## PAGE

Samuel Joseph Schweig, in Israel known as Shmuel Yosef Schweig (1905 in Tarnopol, Austria-Hungary – 19 March 1985 in Jerusalem, Israel) was an Israeli photographer.

Biography

Early life in Europe
Shmuel Joseph Schweig (S.J. Schweig) was a photographer born in 1905 in Galicia, then part of the Austro-Hungarian Empire. He showed interest in photography still while in Tarnopol and later studied it in Vienna.

In Mandate Palestine and Israel
His Zionist convictions made him emigrate to the Land of Israel, then Mandate Palestine, already in 1922. Here he started his career photographing sites and landscapes of the country. Between 1925 and 1927 Schweig worked as a photographer for the JNF. In 1927 he established a workshop in Hanevi'im (Prophets) Street in Jerusalem. The first color photographs taken by a local photographer in Palestine were done by Schweig.

After specialising in archaeological photography, he became the chief photographer of the Department of Antiquities of the Mandatory administration, housed from 1938 onward by the Palestine Archaeological Museum, a.k.a. the Rockefeller Museum.

Beginning in the 1920s, his photographs helped shape the world's perception of the Zionist enterprise. But Shmuel Joseph Schweig is equally renowned as Israel's first artistic photographer of landscape and archaeology. Schweig is considered one of the most important of those who fashioned the image of Palestine, beginning in the 1920s, and he is identified with the Zionist enterprise and the nation-building project of the Jewish people. However, he saw himself above all as an artistic photographer; indeed, he is considered the first local art photographer of landscape and archaeology.

[Dataset rows on where objects appear]

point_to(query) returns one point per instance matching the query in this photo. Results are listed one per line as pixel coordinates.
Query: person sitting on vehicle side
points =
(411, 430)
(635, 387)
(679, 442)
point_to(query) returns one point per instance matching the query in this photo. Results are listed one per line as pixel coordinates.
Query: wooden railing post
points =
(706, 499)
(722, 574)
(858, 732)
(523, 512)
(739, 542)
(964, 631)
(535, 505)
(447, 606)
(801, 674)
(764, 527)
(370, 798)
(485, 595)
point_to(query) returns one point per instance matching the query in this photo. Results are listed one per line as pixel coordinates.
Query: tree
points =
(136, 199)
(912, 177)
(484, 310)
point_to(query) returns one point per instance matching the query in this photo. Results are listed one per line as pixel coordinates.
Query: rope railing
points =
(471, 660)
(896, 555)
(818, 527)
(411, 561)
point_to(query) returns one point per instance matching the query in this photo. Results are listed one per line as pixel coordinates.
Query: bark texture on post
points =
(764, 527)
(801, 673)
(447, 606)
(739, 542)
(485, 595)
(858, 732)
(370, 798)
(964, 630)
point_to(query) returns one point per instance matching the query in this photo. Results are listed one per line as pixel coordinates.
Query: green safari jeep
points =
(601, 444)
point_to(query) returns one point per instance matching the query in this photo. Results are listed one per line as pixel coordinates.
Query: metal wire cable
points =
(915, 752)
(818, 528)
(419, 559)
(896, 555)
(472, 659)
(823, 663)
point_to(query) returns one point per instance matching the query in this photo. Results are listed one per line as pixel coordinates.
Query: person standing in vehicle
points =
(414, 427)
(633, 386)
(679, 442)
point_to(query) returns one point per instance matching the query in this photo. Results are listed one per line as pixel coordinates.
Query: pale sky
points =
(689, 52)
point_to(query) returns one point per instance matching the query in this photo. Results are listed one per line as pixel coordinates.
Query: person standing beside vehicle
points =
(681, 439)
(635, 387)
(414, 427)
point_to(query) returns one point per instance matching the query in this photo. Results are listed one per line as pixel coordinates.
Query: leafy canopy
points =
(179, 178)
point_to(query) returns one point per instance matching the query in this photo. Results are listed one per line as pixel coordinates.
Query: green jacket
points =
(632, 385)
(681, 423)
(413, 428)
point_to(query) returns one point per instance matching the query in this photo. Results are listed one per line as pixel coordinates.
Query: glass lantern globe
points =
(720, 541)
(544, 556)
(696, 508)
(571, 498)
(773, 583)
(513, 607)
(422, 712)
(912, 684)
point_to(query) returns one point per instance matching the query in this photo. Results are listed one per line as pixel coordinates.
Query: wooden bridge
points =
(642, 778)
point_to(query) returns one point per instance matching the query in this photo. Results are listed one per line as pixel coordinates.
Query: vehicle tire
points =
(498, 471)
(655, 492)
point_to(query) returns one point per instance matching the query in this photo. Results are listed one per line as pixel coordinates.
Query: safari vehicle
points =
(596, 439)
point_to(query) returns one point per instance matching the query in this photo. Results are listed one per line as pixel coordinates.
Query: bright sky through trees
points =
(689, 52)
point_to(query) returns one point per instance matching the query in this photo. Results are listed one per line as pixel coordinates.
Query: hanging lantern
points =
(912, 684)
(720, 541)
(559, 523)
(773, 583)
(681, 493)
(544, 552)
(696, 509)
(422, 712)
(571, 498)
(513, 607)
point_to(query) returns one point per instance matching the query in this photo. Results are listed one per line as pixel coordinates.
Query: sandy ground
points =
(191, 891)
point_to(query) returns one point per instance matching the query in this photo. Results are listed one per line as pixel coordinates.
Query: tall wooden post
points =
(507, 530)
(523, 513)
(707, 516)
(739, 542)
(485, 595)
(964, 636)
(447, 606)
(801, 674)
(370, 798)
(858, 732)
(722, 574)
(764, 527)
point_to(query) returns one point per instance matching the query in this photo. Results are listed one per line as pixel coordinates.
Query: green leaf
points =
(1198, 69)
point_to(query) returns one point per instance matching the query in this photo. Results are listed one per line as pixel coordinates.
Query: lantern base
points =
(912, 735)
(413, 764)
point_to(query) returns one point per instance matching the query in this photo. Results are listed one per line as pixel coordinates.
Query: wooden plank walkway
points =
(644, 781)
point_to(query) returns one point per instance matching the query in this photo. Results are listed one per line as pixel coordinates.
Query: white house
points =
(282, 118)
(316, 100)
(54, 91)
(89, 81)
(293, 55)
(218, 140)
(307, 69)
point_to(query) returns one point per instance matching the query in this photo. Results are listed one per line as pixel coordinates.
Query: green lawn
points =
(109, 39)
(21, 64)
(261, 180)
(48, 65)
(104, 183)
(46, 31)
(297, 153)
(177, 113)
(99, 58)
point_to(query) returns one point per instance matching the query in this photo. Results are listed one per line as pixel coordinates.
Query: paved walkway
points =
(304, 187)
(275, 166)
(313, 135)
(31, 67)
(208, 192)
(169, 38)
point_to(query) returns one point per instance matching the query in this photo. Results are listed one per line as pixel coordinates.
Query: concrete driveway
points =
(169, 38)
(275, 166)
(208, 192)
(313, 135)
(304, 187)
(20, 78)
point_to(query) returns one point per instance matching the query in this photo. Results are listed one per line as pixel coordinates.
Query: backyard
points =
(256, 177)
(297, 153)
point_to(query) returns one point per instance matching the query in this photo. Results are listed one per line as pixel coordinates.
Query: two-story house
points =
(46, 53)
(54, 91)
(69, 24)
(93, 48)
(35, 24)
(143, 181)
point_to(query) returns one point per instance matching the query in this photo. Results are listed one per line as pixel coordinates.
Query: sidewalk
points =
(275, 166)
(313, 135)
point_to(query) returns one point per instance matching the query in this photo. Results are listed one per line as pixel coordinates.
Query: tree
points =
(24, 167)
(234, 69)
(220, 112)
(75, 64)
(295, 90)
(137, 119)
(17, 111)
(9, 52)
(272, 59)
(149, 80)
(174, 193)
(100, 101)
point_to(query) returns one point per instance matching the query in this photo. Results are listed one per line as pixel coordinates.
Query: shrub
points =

---

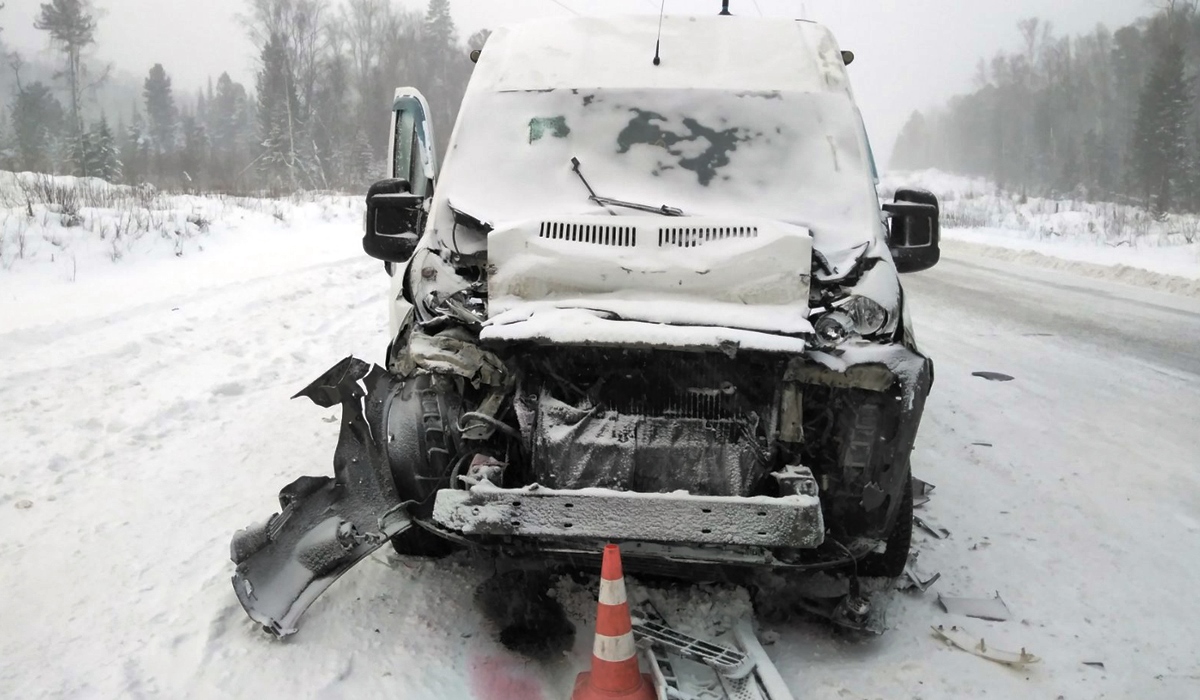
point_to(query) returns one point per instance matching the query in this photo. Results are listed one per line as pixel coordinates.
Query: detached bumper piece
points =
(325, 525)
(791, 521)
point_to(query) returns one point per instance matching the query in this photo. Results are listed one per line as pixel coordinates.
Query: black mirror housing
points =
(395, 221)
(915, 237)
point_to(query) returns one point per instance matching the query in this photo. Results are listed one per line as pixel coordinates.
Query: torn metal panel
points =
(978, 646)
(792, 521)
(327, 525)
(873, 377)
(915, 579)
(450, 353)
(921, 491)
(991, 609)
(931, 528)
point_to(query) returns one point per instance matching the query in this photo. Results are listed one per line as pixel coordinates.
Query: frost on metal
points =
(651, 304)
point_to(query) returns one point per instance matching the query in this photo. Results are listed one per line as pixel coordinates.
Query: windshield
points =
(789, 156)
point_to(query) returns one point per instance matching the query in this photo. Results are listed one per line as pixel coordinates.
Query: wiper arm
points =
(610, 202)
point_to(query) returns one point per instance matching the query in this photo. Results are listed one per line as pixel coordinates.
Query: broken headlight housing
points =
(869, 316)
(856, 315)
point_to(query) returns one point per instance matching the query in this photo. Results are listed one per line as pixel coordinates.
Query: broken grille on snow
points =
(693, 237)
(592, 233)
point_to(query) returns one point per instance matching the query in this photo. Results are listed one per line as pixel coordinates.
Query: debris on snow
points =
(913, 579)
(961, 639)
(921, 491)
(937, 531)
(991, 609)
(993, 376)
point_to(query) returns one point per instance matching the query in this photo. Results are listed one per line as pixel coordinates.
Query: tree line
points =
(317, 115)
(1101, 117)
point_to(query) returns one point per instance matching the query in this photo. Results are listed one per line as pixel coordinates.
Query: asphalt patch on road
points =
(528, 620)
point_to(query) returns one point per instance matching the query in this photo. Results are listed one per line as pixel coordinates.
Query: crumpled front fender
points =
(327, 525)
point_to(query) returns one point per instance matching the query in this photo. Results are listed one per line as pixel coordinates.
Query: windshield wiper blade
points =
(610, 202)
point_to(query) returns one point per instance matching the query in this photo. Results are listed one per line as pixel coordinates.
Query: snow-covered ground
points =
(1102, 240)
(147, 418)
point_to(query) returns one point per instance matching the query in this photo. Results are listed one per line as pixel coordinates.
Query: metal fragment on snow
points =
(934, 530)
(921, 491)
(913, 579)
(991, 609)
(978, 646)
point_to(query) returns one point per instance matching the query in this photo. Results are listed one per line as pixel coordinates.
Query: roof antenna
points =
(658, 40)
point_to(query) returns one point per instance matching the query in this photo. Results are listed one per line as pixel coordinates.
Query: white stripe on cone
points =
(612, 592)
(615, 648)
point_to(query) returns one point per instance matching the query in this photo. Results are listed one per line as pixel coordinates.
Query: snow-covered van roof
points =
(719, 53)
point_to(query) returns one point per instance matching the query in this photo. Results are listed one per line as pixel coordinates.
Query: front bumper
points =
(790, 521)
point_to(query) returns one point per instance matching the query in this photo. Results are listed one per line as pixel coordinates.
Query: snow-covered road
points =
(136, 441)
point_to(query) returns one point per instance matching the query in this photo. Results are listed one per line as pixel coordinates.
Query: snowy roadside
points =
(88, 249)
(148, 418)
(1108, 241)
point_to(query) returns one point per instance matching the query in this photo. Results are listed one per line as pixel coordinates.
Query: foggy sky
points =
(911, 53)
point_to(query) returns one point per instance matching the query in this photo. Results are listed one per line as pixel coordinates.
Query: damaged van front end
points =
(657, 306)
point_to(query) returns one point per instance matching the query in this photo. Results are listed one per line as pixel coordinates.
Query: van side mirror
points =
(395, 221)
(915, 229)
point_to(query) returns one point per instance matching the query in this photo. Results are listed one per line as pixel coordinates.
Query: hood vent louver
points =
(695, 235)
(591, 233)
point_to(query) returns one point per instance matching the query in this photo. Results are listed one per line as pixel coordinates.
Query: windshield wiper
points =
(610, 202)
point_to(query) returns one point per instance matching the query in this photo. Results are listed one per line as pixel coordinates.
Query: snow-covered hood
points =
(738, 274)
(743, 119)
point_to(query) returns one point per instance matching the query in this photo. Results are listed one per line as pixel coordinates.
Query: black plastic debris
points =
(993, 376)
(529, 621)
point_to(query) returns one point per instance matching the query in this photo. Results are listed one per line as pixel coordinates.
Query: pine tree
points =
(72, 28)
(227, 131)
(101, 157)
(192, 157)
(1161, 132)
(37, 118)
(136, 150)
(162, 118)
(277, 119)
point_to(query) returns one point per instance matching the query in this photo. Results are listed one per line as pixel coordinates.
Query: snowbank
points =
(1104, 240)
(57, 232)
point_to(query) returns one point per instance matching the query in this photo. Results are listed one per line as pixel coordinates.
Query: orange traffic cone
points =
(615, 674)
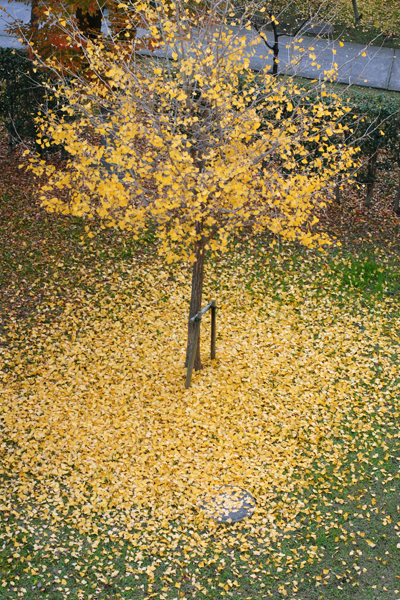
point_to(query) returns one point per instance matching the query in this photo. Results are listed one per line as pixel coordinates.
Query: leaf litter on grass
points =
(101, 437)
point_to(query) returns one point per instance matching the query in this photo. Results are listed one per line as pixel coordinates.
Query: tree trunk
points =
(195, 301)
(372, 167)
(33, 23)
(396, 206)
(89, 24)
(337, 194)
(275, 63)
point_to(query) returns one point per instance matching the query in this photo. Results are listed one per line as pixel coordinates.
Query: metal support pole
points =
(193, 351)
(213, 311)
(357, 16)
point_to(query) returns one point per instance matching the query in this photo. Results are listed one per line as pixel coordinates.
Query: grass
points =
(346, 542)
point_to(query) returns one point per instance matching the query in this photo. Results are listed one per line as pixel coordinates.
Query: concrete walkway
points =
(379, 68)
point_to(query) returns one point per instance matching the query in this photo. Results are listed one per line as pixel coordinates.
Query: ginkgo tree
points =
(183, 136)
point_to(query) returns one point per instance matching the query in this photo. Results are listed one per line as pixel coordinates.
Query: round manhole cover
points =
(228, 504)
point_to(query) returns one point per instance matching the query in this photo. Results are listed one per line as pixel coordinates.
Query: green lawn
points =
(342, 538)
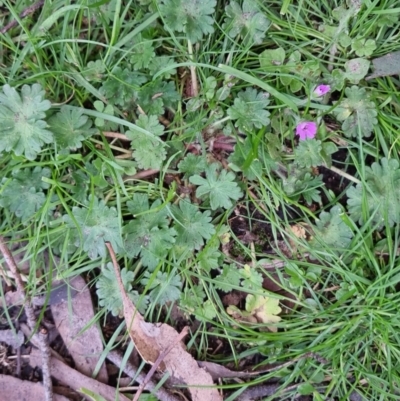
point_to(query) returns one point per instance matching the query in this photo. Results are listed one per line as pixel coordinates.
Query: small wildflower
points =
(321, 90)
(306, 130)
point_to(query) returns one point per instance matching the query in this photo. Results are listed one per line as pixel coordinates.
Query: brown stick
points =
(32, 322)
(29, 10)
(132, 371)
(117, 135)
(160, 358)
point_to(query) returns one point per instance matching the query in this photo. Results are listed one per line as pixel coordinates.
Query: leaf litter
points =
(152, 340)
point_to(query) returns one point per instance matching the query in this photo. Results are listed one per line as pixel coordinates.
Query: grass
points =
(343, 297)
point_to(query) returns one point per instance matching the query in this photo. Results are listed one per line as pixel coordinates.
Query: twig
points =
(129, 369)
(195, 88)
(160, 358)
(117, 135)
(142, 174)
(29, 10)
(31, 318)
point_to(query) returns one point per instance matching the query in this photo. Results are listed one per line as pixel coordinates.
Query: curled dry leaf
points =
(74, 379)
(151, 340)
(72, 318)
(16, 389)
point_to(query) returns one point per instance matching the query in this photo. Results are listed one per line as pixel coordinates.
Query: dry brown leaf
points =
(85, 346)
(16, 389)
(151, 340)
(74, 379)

## PROBLEMS TO WORK ON
a - Output the passage of the Schweig biography from "Samuel Joseph Schweig, in" to "it in Vienna.", word for word.
b - According to the Schweig biography, in what year did he set up his workshop on Hanevi'im Street in Jerusalem?

## ANSWERS IN ORDER
a -
Samuel Joseph Schweig, in Israel known as Shmuel Yosef Schweig (1905 in Tarnopol, Austria-Hungary – 19 March 1985 in Jerusalem, Israel) was an Israeli photographer.

Biography

Early life in Europe
Shmuel Joseph Schweig (S.J. Schweig) was a photographer born in 1905 in Galicia, then part of the Austro-Hungarian Empire. He showed interest in photography still while in Tarnopol and later studied it in Vienna.

b - 1927